-- What is needed --
Reproduce every one of the following lines word for word, without changing anything.

-- Record set --
>>>

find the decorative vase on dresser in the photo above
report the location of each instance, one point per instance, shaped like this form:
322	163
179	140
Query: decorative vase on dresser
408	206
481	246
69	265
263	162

<<<

-- Response to this task --
find the decorative vase on dresser in the photo above
report the location of each instance, one point per instance, shaped like this form:
322	163
179	140
Query: decorative vase on dresser
408	206
481	246
69	265
263	162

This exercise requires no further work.